SOURCE DATA:
★ ★ ★ ★ ★

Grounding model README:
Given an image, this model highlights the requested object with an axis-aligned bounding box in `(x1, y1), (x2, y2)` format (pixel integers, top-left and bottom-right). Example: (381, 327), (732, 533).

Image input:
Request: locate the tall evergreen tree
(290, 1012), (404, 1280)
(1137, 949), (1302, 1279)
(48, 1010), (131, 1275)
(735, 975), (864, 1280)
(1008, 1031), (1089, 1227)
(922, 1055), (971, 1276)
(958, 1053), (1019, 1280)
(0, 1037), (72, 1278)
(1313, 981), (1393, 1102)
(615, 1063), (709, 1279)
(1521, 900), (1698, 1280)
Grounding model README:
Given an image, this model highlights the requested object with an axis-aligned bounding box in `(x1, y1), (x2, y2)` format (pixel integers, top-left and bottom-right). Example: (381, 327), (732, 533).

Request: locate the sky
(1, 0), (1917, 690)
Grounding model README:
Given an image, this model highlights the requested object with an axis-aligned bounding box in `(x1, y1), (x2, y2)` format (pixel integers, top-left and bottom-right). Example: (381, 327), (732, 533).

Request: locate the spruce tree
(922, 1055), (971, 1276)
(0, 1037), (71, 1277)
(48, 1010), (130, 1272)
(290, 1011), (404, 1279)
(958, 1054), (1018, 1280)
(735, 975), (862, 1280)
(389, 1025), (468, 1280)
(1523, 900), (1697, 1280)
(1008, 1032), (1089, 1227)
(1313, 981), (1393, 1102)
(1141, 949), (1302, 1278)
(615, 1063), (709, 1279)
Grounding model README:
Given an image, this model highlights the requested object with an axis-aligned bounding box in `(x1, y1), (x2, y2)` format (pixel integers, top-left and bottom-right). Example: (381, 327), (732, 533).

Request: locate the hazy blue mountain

★ ★ ★ ★ ★

Each entry, from start to finish, must be restated exactly.

FINAL ANSWER:
Grounding model README:
Given an image, this model highlights the requested object with an axis-aligned bounding box in `(x1, y1), (x2, y2)` format (pixel integers, top-left and bottom-right). Example: (381, 327), (732, 533).

Image input:
Request: locate the tall evergreen tree
(290, 1012), (404, 1280)
(1137, 949), (1302, 1279)
(48, 1010), (131, 1275)
(735, 975), (864, 1280)
(1008, 1031), (1089, 1227)
(922, 1055), (971, 1276)
(958, 1053), (1019, 1280)
(0, 1037), (72, 1278)
(1313, 981), (1393, 1102)
(615, 1063), (709, 1279)
(1521, 900), (1698, 1280)
Grounding model README:
Given an image, this model highlights the requested object with an axis-aligned bounding box in `(x1, y1), (x2, y2)` format (pixel integers, top-left and bottom-right). Example: (381, 327), (732, 533).

Request: locate the sky
(1, 0), (1917, 690)
Grounding model README:
Given an image, this model highlights the requested object with an axis-aligned bounding box in `(x1, y1), (x2, y2)` format (pixel integers, top-left and bottom-right). Example: (381, 327), (732, 533).

Request: locate the spruce tree
(922, 1055), (971, 1276)
(0, 1037), (71, 1277)
(48, 1010), (130, 1272)
(290, 1011), (404, 1279)
(958, 1054), (1018, 1280)
(735, 975), (862, 1280)
(389, 1025), (468, 1280)
(1523, 900), (1697, 1280)
(1008, 1032), (1089, 1227)
(1313, 981), (1393, 1102)
(1141, 949), (1302, 1278)
(615, 1063), (709, 1279)
Grounding model README:
Given an image, this model highlights the requested object with an axis-aligned bounding box in `(x1, y1), (x2, y2)` format (pixel integers, top-left and bottom-right). Example: (381, 327), (732, 533).

Request: locate the hazy blue mountain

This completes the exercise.